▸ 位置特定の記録
==========

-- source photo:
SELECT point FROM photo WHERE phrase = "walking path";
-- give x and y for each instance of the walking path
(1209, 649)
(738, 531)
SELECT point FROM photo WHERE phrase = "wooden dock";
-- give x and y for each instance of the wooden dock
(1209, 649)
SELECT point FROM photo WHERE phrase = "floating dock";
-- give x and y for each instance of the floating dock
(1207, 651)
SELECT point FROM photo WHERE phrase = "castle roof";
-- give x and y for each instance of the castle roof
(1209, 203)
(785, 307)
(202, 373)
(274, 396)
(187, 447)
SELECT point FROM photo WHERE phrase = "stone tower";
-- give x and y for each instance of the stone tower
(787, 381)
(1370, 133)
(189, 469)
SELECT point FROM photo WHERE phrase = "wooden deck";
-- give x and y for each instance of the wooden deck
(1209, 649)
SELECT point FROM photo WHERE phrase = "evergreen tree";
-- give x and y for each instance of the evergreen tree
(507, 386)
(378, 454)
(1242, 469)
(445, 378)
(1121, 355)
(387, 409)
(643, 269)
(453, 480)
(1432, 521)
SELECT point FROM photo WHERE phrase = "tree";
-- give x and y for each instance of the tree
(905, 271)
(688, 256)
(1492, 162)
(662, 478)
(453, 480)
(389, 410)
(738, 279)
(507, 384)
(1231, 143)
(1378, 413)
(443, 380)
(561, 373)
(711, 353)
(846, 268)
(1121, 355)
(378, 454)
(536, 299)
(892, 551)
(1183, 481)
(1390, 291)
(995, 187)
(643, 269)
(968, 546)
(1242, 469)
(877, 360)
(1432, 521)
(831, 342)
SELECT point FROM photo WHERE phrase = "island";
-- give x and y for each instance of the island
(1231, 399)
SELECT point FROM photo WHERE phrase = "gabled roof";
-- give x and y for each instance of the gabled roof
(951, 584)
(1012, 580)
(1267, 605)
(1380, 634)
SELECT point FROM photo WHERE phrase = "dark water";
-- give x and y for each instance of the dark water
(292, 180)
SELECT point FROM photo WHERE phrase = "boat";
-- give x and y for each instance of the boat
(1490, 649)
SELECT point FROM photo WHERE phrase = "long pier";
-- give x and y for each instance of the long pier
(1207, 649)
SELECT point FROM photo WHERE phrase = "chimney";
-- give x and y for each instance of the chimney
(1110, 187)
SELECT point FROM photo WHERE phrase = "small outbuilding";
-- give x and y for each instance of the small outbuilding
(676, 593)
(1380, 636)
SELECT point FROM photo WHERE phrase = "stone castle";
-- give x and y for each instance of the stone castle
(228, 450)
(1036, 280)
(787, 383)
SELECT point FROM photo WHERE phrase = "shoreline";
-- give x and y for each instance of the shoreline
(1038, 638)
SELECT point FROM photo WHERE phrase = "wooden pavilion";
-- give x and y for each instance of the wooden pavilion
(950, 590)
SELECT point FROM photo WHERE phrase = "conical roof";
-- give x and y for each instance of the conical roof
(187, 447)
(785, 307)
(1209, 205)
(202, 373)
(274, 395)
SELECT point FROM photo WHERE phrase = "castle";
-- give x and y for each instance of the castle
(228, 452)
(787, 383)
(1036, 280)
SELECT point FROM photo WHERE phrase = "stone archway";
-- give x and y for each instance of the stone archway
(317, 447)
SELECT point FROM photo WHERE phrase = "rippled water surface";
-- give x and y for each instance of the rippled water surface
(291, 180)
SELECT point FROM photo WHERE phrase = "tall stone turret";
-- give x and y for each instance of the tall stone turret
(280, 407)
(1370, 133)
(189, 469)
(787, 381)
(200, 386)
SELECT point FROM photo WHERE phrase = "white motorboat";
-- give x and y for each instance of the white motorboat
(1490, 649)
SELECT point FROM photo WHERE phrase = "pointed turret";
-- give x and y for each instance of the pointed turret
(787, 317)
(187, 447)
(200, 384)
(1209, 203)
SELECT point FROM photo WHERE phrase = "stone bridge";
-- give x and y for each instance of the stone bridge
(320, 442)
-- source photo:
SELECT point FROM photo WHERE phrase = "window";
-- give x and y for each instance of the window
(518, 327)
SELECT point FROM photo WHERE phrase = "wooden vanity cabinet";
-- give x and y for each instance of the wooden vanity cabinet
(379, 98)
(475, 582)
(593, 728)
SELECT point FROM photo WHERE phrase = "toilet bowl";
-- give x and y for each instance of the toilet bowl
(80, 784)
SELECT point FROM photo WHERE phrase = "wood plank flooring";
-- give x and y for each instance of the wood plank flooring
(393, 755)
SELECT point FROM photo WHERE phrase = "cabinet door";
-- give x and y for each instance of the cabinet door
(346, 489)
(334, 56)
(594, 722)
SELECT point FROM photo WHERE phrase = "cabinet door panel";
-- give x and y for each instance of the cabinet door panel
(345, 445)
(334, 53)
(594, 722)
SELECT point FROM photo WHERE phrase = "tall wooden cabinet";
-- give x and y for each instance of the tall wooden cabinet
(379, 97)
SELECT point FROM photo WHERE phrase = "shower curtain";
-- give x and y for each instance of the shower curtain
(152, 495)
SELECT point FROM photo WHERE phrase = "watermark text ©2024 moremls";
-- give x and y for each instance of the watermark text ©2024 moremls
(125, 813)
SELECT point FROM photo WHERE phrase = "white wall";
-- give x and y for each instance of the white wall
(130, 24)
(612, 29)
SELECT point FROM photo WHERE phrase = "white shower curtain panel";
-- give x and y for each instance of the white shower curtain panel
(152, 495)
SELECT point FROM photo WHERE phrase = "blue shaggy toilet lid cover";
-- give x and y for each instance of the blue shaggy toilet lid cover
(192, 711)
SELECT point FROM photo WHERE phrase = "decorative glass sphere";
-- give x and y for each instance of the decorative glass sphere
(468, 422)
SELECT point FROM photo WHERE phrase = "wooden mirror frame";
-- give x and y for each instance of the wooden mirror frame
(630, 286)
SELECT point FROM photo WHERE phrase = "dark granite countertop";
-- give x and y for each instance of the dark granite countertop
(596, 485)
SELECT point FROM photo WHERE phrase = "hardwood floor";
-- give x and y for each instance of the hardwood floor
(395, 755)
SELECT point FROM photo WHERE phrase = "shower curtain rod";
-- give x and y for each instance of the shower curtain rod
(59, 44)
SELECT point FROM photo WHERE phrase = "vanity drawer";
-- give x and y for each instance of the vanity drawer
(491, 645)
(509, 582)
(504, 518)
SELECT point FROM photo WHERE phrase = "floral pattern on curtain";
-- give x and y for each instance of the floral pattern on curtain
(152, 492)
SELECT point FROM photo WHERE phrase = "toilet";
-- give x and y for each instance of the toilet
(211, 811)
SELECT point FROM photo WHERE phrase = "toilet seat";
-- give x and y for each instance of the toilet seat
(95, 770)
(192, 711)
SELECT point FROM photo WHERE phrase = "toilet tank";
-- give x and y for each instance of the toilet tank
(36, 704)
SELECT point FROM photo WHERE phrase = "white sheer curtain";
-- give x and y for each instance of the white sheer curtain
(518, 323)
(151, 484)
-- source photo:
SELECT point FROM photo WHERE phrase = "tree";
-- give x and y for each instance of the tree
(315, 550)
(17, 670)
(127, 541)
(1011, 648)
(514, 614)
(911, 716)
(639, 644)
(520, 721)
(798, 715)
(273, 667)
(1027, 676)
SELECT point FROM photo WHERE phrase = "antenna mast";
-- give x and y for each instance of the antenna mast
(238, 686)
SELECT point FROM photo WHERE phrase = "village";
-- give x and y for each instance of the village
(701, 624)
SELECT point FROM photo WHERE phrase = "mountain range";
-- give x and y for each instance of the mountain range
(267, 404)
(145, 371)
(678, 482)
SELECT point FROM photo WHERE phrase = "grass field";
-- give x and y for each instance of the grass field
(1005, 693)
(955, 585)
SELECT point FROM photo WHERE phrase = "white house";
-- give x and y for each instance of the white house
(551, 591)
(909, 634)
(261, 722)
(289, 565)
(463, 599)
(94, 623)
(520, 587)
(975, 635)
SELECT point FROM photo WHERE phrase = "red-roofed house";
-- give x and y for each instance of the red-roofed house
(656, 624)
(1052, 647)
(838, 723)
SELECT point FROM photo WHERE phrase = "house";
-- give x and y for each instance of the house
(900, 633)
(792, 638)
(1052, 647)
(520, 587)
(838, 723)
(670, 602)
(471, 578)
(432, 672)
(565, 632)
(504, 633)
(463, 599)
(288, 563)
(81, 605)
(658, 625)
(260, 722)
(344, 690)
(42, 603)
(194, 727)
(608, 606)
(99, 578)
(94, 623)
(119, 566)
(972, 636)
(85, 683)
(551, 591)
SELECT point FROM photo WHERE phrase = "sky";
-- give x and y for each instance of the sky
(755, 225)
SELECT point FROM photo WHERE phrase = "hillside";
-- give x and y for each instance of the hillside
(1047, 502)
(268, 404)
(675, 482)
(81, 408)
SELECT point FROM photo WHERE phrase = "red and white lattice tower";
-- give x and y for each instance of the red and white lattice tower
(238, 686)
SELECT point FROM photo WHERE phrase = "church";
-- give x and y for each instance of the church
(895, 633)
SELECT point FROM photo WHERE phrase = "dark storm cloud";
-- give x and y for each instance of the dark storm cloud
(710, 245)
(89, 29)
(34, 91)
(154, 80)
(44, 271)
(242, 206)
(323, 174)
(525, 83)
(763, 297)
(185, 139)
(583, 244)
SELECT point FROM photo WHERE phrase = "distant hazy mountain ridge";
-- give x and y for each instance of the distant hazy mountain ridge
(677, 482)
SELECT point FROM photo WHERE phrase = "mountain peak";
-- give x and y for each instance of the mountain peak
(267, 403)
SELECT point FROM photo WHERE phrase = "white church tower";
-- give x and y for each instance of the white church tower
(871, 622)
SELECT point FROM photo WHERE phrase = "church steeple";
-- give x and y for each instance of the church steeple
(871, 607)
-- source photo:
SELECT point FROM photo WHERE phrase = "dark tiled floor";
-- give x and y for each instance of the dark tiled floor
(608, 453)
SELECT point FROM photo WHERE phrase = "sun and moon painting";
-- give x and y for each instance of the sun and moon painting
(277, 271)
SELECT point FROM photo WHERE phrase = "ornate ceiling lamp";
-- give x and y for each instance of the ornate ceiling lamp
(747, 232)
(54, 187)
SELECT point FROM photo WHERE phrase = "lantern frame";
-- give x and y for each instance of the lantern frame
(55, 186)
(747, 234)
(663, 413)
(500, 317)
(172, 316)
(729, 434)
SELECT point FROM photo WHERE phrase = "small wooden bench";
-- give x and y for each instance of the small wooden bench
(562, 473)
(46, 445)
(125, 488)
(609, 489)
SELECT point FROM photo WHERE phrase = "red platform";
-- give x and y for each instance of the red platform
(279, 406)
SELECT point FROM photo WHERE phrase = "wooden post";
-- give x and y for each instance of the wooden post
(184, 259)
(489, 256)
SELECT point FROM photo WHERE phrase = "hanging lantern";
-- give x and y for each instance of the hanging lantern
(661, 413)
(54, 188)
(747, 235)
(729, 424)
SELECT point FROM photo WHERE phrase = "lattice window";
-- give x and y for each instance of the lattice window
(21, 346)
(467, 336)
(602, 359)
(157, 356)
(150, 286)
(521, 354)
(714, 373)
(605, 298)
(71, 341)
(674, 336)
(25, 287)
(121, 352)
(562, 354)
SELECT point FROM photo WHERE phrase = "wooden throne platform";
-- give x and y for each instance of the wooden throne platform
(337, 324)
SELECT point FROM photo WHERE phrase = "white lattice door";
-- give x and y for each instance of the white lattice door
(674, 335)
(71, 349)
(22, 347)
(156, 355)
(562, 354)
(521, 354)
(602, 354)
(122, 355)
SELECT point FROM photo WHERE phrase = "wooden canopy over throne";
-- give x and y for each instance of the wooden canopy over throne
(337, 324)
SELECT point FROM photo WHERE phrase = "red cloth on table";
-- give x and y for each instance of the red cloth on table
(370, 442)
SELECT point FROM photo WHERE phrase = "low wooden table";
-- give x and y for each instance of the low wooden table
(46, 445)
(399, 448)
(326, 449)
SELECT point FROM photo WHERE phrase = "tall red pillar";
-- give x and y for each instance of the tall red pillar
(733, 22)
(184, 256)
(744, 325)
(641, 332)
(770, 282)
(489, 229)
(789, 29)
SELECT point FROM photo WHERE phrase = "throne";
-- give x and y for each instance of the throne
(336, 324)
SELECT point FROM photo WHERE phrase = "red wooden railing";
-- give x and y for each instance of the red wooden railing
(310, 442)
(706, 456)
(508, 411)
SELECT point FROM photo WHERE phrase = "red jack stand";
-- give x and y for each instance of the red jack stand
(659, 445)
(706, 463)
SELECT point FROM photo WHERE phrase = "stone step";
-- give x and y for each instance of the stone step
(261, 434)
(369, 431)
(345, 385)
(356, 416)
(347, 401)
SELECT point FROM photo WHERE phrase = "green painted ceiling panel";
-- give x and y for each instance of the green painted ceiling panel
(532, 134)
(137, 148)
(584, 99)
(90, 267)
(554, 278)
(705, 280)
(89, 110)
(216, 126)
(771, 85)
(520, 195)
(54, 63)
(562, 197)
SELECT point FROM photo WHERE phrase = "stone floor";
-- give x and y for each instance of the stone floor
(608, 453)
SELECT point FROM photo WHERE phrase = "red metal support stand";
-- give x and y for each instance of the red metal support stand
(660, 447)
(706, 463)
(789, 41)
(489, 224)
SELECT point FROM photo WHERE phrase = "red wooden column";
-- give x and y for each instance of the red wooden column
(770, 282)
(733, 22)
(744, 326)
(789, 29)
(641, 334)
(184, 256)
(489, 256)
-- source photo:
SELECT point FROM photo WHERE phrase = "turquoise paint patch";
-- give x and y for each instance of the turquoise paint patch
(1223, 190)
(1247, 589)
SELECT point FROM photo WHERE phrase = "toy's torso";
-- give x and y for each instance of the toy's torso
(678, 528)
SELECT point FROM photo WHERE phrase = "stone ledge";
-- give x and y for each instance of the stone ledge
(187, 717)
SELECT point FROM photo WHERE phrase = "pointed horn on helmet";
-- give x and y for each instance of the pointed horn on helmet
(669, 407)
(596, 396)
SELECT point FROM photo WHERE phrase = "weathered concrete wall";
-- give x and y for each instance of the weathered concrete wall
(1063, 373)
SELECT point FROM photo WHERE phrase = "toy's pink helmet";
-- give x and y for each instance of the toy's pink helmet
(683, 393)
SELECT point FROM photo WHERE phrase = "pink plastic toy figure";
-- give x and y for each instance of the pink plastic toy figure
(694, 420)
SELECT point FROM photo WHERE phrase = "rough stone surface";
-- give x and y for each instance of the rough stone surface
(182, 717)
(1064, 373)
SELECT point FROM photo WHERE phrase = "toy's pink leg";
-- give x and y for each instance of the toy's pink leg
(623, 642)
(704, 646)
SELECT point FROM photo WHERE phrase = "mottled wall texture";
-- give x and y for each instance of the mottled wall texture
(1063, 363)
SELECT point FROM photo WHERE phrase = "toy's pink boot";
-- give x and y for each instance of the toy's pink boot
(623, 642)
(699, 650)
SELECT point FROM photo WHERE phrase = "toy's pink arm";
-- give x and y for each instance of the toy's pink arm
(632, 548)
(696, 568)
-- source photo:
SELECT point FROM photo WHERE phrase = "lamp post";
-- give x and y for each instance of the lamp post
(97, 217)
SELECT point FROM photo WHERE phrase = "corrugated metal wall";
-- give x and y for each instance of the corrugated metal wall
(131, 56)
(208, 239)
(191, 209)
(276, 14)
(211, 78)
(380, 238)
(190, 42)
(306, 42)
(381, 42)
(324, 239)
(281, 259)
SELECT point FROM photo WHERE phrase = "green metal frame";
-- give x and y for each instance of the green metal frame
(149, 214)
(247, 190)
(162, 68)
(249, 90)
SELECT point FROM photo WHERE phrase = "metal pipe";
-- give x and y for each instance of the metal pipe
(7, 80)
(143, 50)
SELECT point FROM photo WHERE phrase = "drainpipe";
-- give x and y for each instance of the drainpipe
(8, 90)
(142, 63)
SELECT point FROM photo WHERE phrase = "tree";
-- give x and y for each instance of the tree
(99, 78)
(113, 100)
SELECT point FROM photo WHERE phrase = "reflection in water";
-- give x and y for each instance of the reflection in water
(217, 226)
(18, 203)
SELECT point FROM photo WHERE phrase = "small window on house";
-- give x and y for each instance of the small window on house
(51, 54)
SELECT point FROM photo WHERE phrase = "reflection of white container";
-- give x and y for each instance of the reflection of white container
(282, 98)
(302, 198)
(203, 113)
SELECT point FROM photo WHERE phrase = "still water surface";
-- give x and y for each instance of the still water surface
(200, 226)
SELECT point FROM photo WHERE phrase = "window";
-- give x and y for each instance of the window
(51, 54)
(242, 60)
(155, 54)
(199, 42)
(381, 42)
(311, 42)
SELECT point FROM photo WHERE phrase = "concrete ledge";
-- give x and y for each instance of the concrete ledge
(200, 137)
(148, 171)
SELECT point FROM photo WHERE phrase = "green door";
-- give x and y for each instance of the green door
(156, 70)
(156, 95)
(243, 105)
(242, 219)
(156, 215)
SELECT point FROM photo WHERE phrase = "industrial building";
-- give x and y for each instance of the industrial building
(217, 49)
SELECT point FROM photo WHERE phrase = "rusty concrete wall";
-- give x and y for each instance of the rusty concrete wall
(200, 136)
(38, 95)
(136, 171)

==========

上の行のうち、文字列「tank」を含む行の数を答えてください。大文字と小文字は区別し、数字だけを書いてください。

▸ この作業の結果
2